------ Exercise passage

Although potentially exciting, the proposed use of PSA as a further biomarker for BC risk assessment must be viewed with caution; it is needed to understand the possible 'new' physiopathological function(s) of this 'old' antigen; in fact, this kallikrein-like protease is thought to participate in pathways that are involved in prostate tumour initiation and/or progression, modulated through its hormone dependence. A multitude of unanswered questions exist regarding the functional role(s) of extraprostatic PSA, in particular in human female breast tissues. Multidisciplinary results add support to the notion that PSA is a widespread kallikrein-like serine protease and focus attention on the novel expression of PSA by human breast tissue and fluids, in which PSA might act both as a growth factor modulator and as a translational/post-transcriptional protein regulator. In fact, PSA has the following properties: it has no kininogenase activity; it hydrolyses insulin chains, extracellular matrix laminin and fibronectin, and interleukin-2; it enzymically digests insulin-like growth factor binding proteins, and probably also single-chain urokinase-type plasminogen activator; it activates latent transforming growth factor; it inactivates protein C inhibitors; it stimulates the conversion of oestradiol to oestrone; it releases angiostatin-like fragments by digestion of plasminogen; and it regulates the hormonal bioactivity of parathyroid hormone-related protein [42,45].

------------
------ Available data

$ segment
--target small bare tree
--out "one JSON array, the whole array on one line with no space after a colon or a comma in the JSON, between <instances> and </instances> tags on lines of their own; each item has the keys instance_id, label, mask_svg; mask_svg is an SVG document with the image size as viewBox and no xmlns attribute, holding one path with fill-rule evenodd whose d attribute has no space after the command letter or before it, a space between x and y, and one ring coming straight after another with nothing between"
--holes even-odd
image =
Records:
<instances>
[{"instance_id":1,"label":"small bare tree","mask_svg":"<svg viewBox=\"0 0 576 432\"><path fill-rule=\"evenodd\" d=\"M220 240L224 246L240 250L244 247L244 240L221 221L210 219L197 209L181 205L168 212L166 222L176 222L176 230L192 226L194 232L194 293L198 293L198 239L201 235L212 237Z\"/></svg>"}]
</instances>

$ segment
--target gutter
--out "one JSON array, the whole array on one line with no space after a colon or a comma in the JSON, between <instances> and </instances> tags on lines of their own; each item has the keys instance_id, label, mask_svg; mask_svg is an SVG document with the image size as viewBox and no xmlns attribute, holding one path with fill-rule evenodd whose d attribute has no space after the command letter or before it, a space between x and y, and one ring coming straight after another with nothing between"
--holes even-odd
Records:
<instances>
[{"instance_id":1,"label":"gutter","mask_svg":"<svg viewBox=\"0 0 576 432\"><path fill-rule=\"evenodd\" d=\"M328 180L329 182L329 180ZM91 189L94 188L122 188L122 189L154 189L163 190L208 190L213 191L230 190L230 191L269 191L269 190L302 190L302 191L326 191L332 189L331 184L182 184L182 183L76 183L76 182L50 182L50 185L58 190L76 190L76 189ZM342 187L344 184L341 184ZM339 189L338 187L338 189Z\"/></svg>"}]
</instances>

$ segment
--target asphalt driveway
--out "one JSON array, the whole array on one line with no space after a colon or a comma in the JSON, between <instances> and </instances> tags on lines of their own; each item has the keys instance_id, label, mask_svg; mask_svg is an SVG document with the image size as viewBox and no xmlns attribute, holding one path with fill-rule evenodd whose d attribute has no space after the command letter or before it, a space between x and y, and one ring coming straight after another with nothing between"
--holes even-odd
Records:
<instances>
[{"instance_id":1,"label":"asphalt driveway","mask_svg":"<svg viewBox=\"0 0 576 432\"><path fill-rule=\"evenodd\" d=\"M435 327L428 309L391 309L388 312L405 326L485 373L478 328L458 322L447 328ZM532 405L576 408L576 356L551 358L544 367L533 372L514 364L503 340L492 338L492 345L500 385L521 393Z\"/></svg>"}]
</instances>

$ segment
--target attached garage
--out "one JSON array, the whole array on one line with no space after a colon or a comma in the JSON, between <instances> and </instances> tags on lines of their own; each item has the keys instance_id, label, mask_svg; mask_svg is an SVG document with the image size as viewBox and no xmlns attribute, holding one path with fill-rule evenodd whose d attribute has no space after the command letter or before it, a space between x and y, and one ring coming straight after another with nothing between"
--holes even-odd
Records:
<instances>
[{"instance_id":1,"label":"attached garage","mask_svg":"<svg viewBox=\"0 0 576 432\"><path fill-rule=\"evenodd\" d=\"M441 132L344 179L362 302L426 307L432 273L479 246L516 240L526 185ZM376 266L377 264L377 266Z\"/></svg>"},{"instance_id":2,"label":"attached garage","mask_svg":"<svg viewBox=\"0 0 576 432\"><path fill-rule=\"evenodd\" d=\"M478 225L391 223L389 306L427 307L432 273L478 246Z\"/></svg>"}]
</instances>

------------

## Task to carry out
Continue the passage on PSA in breast tissue, starting after its final sentence. The rows have no connection to the passage on PSA in breast tissue.

## Output for this task
The proteolytic activity of PSA on these different biological substrates, all detected in breast tissues and fluids, could explain in part the novel potential functions of PSA in female breast, not only as a sensitive molecular marker implicated in responsiveness to hormone but also as an initiator of the protease cascade, an important biological mechanism for tissue remodelling in the breast [8,16]. Moreover, PSA might represent a potential good therapeutic target, but both overexpression and underexpression of the gene encoding PSA should be examined because the enzymic activity of this serine protease could be either beneficial or deleterious. In fact, it remains uncertain whether mammary PSA is enzymically active (and therefore could be involved in the promotion of tumour growth and metastasis through the proteolytic degradation of peculiar proteins) or inactive (expressed as zymogenic, nicked or tumour-specific post-translationally modified enzyme, and then capable of having a detrimental role in cancer progression or even of having a functional role in the inhibition of tumour progression through apoptotic pathways) [46].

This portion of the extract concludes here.